▶ Instructions to follow
Omit the images and return the remaining entries unchanged.

[Opening Exercise data section]

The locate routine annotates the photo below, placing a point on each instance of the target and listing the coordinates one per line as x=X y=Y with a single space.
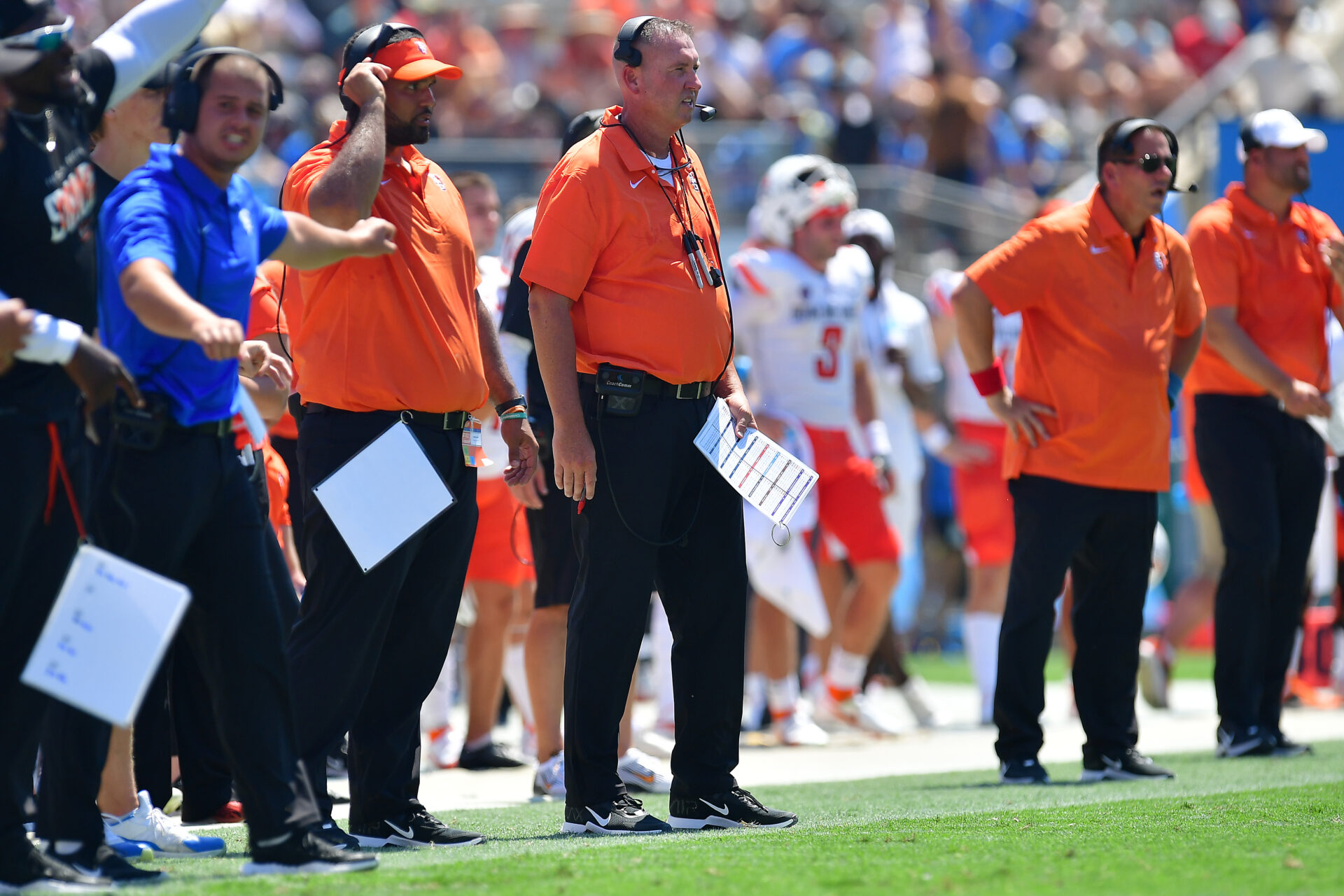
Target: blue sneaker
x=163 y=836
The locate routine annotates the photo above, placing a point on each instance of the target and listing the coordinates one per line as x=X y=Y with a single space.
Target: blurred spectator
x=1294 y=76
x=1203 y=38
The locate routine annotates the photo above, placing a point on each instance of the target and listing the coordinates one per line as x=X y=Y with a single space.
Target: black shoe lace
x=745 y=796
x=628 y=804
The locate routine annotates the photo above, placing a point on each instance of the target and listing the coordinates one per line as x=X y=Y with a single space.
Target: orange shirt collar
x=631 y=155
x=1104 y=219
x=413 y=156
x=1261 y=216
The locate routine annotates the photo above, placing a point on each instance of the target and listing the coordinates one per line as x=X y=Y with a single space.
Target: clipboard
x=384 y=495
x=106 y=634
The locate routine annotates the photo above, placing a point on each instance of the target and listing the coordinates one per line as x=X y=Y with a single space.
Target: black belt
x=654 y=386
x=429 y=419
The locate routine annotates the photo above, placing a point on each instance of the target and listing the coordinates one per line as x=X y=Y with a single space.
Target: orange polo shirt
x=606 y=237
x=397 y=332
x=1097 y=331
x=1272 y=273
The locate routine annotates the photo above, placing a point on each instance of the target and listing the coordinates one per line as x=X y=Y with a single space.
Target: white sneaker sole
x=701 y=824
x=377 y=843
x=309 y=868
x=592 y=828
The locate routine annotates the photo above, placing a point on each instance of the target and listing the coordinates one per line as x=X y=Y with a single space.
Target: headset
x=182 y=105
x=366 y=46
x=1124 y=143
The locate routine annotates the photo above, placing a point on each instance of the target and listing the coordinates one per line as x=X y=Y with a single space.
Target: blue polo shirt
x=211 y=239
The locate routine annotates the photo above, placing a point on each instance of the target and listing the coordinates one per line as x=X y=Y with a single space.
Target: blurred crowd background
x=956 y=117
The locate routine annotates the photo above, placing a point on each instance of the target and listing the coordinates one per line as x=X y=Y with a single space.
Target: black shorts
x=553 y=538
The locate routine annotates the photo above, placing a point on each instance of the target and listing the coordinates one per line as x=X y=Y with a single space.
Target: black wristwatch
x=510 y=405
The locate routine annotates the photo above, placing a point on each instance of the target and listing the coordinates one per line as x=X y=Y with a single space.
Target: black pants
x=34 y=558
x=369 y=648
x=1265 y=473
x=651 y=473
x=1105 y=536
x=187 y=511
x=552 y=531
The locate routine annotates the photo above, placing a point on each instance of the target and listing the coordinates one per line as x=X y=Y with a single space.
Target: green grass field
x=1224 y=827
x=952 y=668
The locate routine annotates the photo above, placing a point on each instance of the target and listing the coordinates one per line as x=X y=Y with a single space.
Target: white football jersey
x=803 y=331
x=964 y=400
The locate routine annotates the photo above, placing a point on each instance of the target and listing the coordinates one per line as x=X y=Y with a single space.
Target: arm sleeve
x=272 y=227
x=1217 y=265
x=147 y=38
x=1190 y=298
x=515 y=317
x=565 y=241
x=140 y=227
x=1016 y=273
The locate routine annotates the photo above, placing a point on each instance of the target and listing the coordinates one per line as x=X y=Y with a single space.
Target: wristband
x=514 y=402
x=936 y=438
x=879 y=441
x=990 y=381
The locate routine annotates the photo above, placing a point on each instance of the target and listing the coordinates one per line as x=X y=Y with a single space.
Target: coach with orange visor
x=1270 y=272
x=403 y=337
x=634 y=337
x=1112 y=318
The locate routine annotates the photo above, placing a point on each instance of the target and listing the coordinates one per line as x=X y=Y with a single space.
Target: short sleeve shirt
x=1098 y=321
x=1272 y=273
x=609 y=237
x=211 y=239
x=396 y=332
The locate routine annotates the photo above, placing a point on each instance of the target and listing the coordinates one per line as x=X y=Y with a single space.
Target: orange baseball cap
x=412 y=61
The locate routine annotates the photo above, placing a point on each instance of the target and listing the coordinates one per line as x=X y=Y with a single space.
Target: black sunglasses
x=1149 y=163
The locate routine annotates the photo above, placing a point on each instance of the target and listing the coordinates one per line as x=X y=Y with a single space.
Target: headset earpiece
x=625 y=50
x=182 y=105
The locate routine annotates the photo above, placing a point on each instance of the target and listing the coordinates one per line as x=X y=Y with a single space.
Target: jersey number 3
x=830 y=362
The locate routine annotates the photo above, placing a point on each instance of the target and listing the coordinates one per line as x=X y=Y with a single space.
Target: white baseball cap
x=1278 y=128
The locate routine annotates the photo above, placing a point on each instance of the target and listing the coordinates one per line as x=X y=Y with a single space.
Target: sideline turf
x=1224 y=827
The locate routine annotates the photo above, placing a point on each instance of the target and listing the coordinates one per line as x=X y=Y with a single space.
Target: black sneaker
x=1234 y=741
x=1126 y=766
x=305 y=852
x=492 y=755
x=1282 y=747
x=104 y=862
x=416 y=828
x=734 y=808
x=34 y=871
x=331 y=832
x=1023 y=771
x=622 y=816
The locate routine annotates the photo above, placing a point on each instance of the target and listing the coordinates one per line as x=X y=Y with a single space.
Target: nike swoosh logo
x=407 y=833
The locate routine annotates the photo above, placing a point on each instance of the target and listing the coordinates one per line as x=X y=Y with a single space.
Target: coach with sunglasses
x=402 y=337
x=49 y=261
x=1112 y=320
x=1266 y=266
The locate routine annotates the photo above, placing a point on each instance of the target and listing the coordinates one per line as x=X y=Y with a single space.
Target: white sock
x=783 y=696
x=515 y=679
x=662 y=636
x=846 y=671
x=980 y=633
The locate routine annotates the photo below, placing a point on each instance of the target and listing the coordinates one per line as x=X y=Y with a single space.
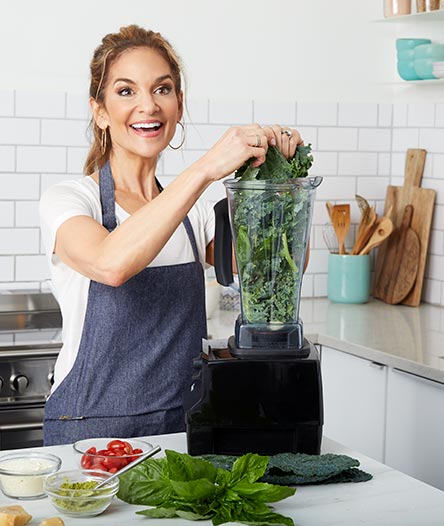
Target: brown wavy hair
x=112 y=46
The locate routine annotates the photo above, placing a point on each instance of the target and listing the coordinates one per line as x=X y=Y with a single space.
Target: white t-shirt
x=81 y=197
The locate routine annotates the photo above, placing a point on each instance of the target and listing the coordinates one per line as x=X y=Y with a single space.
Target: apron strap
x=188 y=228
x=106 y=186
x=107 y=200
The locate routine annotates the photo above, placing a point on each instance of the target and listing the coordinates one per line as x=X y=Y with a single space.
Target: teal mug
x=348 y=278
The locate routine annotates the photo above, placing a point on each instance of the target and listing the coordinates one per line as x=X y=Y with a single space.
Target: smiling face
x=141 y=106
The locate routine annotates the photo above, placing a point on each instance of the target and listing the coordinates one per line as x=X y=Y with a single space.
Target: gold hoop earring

[Closing Exercise data section]

▶ Exercise response
The locate routine annotates the photo below, placing a point on each instance of the target and listing the coordinates one per line as x=X y=Y with a single space.
Target: blue sneaker
x=163 y=836
The locate routine annotates the photo above, placing a point on each instance of the target and listing the coordinates one per line as x=X y=Y with a single space.
Target: blurred spectator
x=1294 y=76
x=1203 y=38
The locate routine annotates the photo above, placing a point on each instance of the target and listing the coordinates one per line as x=X y=Y with a single space.
Target: black shoe lace
x=745 y=796
x=628 y=804
The locate routine annotates the photo above, placing a point on each instance of the target and listing the coordinates one per line as x=X y=Y with a single space.
Target: orange shirt collar
x=631 y=155
x=1104 y=219
x=413 y=156
x=1261 y=216
The locate routine annotates the photo above, placing a point on each instance of the target and listing the coordinates one per line as x=X y=Y with a single space.
Target: clipboard
x=384 y=495
x=106 y=634
The locate routine annotates the photo above, placing a point on each instance of the target and listing the coordinates one per line as x=X y=Y with a single space.
Target: black belt
x=654 y=386
x=429 y=419
The locate routine annotates the photo above, placing a point on each instance of the target and listing the coordinates one per line as x=X y=Y with a single space.
Target: orange polo shirt
x=606 y=237
x=397 y=332
x=1097 y=331
x=1272 y=273
The locate routine annotates the photo above, placing a point on each instance of the target and listing the coordinates one per line as x=X y=Y with a single space.
Target: white sneaker sole
x=701 y=824
x=377 y=843
x=309 y=868
x=592 y=828
The locate routine annotates the photo above, placing a point on each instance of the target and listing the coordinates one per line as x=X y=Y with a single space.
Target: headset
x=182 y=105
x=366 y=46
x=1124 y=143
The locate routine annotates the photo above, placing a point on each instance of the target and listing the coordinates one per line as x=X y=Y with a single space.
Target: blue polo shirt
x=211 y=239
The locate routine annotates the photo above, placing a point on each instance of the target and listing the coordinates one per line as x=X y=Y with a single space.
Target: blurred crowd background
x=956 y=117
The locate routine annotates the photo above, placing a point on each instance of the target and listing the coordinates one per line as x=X y=Y with a single space.
Target: black shorts
x=553 y=538
The locate routine annotates the photo above, placing a point on each instance of the target and listing the coordinates one per line as x=X y=Y with a single space.
Target: black wristwatch
x=510 y=405
The locate routine annotates the photo above, placing a point on each instance of the target and listing the coordinates one per line as x=X y=Y with a single space.
Target: black pants
x=34 y=558
x=369 y=648
x=1265 y=473
x=651 y=473
x=1105 y=536
x=187 y=511
x=552 y=531
The locate routine annotates the photo above, placing a point on each instance of the target and listing the coordinates one per line as x=X y=Y with a single space.
Target: green grass field
x=1224 y=827
x=952 y=668
The locate routine annotates the photo above, placing a point on each instance of the target and listing the coordinates one per line as x=X y=Y with a single space.
Target: white football jersey
x=803 y=331
x=964 y=400
The locate routine annotates the photo above, placing a point on each instance of the target and listing the coordinates one per line as x=X y=Y with a single space.
Target: arm sleeve
x=272 y=227
x=1217 y=265
x=147 y=38
x=1190 y=298
x=515 y=317
x=565 y=241
x=140 y=227
x=1016 y=273
The locate routine annotates the photo above, placing a point on each instance of the target and listing the coordinates one per line as x=X y=Y with a single space.
Target: wristband
x=514 y=402
x=936 y=438
x=879 y=441
x=990 y=381
The locate routine annotates the photo above, placing a point on each instance of the target and listing the coordinates one per line as x=X y=Y with a single space.
Target: coach with orange visor
x=1270 y=272
x=403 y=337
x=634 y=337
x=1112 y=318
The locate routine annotates the photo above, placing a point on each instance of the target and listing the coordinates one per line as x=X y=Y with a single space.
Target: short sleeve shirt
x=1098 y=321
x=1272 y=273
x=609 y=237
x=211 y=239
x=396 y=332
The locate routine annotates the photo above, placing a point on each instance of the target and listing the coordinates one per line as x=X y=Y with a single space.
Target: orange baseball cap
x=412 y=61
The locate routine annotates the photo above, placing a point on each instance of the target and listing the coordinates one per line as x=X y=Y with a single space.
Target: black sunglasses
x=1149 y=163
The locate routine annotates the photo above, placing a point on each instance of the target and listing the coordinates one per line as x=X y=Y with a single space.
Target: headset earpiece
x=625 y=50
x=182 y=105
The locate routine annotates the photo above, placing a point on each instance of the target and listing the coordinates one per line as x=X y=Y with a single space.
Target: jersey number 3
x=830 y=362
The locate routine annotates the photo above, placing a point on each instance of the target and listing the coordinates one per line as x=X y=Y with a single space.
Target: white baseball cap
x=1278 y=128
The locate routine annotates the photo above, placing a point on each instance of the target and listing the coordinates one per line as x=X y=Y with a single space.
Target: sideline turf
x=1224 y=827
The locate routine annotates the photo above, placing a point on each instance of the target and listing the coordinates one per line as x=X y=Y with a single space.
Target: black sneaker
x=1234 y=741
x=1126 y=766
x=305 y=852
x=492 y=755
x=1282 y=747
x=104 y=862
x=416 y=828
x=734 y=808
x=34 y=871
x=331 y=832
x=1023 y=771
x=622 y=816
The locate routine annotates the photo above, placing a point on each instance of the target and listing the coordinates one per line as x=X y=Y with a single space.
Target: nike swoosh logo
x=407 y=833
The locate routine annotates the photo above, placing a point on each instance of the target and listing the coordinates one per line as x=X y=Y with a single space.
Target: coach with sunglasses
x=402 y=337
x=49 y=261
x=1112 y=320
x=1266 y=266
The locate routine annotates the photo above, placing a point on each instance of the target and listing the coordinates one per line as x=X y=Y with a single space.
Target: white sock
x=783 y=696
x=515 y=679
x=662 y=636
x=846 y=671
x=980 y=633
The locate routine annotates the photo below, placing a point on each instance of the target and listing the coordinates one per line as x=X y=Y with a single space.
Target: brown wavy hair
x=112 y=46
The locate routine annotates the photo above, placing a point on each instance of the target and listing the coordinates one per line as x=X y=Y with a single space.
Target: white t-shirt
x=81 y=197
The locate routine annotates the photo above, placing a point on each instance of the target and listing the coordinates one per line as x=X y=Y with a single space.
Target: apron strap
x=188 y=228
x=106 y=186
x=107 y=200
The locate routine annotates the photo above, placing a point on each instance of the target and listing the coordinates one per line as x=X y=Y with a single space.
Target: teal mug
x=348 y=278
The locate routine annotates the photo above, placing a point on each instance of the target and listing the coordinates one per line as x=X y=Y with a single space.
Target: smiling face
x=141 y=106
The locate routine annotates the photo above, placing a point on each instance of the target and listing the coordinates one per line as x=X y=Y with a single space.
Target: gold hoop earring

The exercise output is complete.